• _任务要求_
从讲 Go 内存分配的文章末尾接着往下写。

1. 内存分配步骤
go 给对象分配内存的主要流程:
- object size > 32K,则使用 mheap 直接分配。
- object size < 16 byte,使用 mcache 的小对象分配器 tiny 直接分配。 (其实 tiny * 就是一个指针,暂且这么说吧。)
- object size > 16 byte && size <=32K byte 时,先使用 mcache 中对应的 size class 分配。
- 如果 mcache 对应的 size class 的 span 已经没有可用的块,则向 mcentral 请求。
- 如果 mcentral 也没有可用的块,则向 mheap 申请,并切分。
- 如果 mheap 也没有合适的 span,则向操作系统申请。
1.1 关键数据结构
1.1.1 mcache
我们知道每个 Gorontine 的运行都是绑定到一个 P 上面,mcache 是每个 P 的 cache. 这样一个M处理mcache时就不需要加锁(因为同一时刻P只会绑定到一个M下)
mcache 结构如下:
// Per-thread (in Go, per-P) cache for small objects.
// No locking needed because it is per-thread (per-P).
type mcache struct {
// 小对象分配器,小于 16 byte 的小对象都会通过 tiny 来分配。
tiny uintptr
tinyoffset uintptr
local_tinyallocs uintptr // number of tiny allocs not counted in other stats
// The rest is not accessed on every malloc.
alloc [_NumSizeClasses]*mspan // spans to allocate from
stackcache [_NumStackOrders]stackfreelist
.......
}
其中
alloc [_NumSizeClasses]*mspan,这是一个大小为 67 的指针(指针指向 mspan )数组(_NumSizeClasses = 67)),每个数组元素用来包含特定大小的块。当要分配内存大小时,为 object 在 alloc 数组中选择合适的元素来分配。67 种块大小为 0,8 byte, 16 byte, …
var class_to_size = [_NumSizeClasses]uint16{0, 8, 16, 32, 48, 64, 80, 96, 112, 128, 144, 160, 176, 192, 208, 224, 240, 256, 288, 320, 352, 384, 416, 448, 480, 512, 576, 640, 704, 768, 896, 1024, 1152, 1280, 1408, 1536, 1792, 2048, 2304, 2688, 3072, 3200, 3456, 4096, 4864, 5376, 6144, 6528, 6784, 6912, 8192, 9472, 9728, 10240, 10880, 12288, 13568, 14336, 16384, 18432, 19072, 20480, 21760, 24576, 27264, 28672, 32768}
而mspan的结构如下:
type mspan struct {
next *mspan // next span in list, or nil if none
prev *mspan // previous span in list, or nil if none
list *mSpanList // For debugging. TODO: Remove.
// 用位图来管理可用的 free object,1 表示可用
allocCache uint64
...
sizeclass uint8 // size class,大小的类别
...

• _提取信息_

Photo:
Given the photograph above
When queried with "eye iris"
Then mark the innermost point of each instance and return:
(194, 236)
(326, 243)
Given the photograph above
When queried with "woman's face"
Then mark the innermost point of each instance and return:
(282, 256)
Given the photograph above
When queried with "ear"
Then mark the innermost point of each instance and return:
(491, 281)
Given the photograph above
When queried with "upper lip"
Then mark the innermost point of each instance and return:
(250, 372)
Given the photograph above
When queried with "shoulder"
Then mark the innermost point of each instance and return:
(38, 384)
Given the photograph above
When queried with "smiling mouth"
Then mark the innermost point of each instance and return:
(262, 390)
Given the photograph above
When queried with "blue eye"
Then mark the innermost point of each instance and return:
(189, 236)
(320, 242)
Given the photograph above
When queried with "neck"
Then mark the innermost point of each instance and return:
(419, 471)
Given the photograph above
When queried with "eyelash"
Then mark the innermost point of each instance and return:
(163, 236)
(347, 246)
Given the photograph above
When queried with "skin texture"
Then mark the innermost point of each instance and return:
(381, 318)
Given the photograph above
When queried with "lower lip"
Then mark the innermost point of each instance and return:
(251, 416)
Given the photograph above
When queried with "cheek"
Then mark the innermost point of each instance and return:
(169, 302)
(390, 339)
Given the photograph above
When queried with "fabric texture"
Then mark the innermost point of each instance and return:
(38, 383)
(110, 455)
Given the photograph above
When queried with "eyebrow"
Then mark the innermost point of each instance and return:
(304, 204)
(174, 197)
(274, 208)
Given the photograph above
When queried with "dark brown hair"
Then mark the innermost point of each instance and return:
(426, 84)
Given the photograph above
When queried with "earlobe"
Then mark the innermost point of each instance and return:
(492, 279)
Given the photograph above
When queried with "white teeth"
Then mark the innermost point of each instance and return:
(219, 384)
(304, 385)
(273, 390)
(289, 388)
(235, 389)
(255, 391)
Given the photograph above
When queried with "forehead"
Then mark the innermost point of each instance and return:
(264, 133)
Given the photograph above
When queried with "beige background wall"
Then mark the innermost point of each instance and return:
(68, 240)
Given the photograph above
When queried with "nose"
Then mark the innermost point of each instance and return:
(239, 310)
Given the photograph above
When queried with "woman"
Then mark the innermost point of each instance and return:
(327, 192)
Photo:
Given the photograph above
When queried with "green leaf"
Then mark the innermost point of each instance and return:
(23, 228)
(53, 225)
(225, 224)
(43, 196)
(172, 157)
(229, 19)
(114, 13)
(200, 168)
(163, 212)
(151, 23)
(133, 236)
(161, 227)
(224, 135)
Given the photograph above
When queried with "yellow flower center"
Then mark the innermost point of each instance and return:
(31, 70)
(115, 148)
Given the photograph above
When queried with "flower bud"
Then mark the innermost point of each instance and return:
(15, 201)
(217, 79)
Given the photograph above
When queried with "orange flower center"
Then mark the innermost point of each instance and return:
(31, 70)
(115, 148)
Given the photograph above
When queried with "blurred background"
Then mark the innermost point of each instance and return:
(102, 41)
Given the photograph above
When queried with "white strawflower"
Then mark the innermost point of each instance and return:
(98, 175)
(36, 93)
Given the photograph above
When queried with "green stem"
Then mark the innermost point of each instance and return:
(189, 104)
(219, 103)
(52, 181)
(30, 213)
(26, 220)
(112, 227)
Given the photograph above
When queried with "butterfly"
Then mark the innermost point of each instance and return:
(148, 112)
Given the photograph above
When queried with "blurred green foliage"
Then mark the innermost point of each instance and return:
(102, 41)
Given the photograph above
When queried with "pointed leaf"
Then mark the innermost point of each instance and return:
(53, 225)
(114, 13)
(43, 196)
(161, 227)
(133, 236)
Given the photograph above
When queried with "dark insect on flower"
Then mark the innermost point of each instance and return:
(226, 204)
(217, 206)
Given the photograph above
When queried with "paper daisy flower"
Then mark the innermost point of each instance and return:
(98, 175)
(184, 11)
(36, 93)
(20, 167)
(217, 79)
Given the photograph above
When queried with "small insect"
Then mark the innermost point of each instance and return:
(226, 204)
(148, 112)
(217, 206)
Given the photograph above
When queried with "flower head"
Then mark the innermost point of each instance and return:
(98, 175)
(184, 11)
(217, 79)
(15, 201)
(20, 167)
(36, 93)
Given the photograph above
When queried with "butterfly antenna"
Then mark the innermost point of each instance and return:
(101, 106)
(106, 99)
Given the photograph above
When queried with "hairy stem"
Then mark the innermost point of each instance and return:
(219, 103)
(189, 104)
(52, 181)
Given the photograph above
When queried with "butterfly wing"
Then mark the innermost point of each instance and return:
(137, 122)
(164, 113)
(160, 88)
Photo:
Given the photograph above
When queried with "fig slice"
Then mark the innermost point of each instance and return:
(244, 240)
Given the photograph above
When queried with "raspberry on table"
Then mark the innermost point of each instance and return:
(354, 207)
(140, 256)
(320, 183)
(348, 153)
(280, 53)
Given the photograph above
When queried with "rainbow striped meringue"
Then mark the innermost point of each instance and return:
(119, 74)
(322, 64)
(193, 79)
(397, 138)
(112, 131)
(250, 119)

• _回答_
elemsize uintptr // computed from sizeclass or from npages
...
}
1.1.2 mcentral
当 mcache 不够用的时候,会从 mcentral 申请。mcentral存储在mheap当中
type mcentral struct {
lock mutex // 可能多个P竞争,因此要有锁
sizeclass int32 // 也会有67个块大小的类别区分
nonempty mSpanList // list of spans with a free object, ie a nonempty free list
empty mSpanList // list of spans with no free objects (or cached in an mcache)
}
type mSpanList struct {
first *mspan
last *mspan
}
1.1.3 mheap
type mheap struct {
lock mutex
free [_MaxMHeapList]mSpanList // free lists of given length
freelarge mSpanList // free lists length >= _MaxMHeapList
busy [_MaxMHeapList]mSpanList // busy lists of large objects of given length
busylarge mSpanList // busy lists of large objects length >= _MaxMHeapList
sweepgen uint32 // sweep generation, see comment in mspan
sweepdone uint32 // all spans are swept
// allspans is a slice of all mspans ever created. Each mspan
// appears exactly once.
//
// The memory for allspans is manually managed and can be
// reallocated and move as the heap grows.
//
// In general, allspans is protected by mheap_.lock, which
// prevents concurrent access as well as freeing the backing
// store. Accesses during STW might not hold the lock, but
// must ensure that allocation cannot happen around the
// access (since that may free the backing store).
allspans []*mspan // all spans out there
// spans is a lookup table to map virtual address page IDs to *mspan.
// For allocated spans, their pages map to the span itself.
// For free spans, only the lowest and highest pages map to the span itself.
// Internal pages map to an arbitrary span.
// For pages that have never been allocated, spans entries are nil.
//
// This is backed by a reserved region of the address space so
// it can grow without moving. The memory up to len(spans) is
// mapped. cap(spans) indicates the total reserved memory.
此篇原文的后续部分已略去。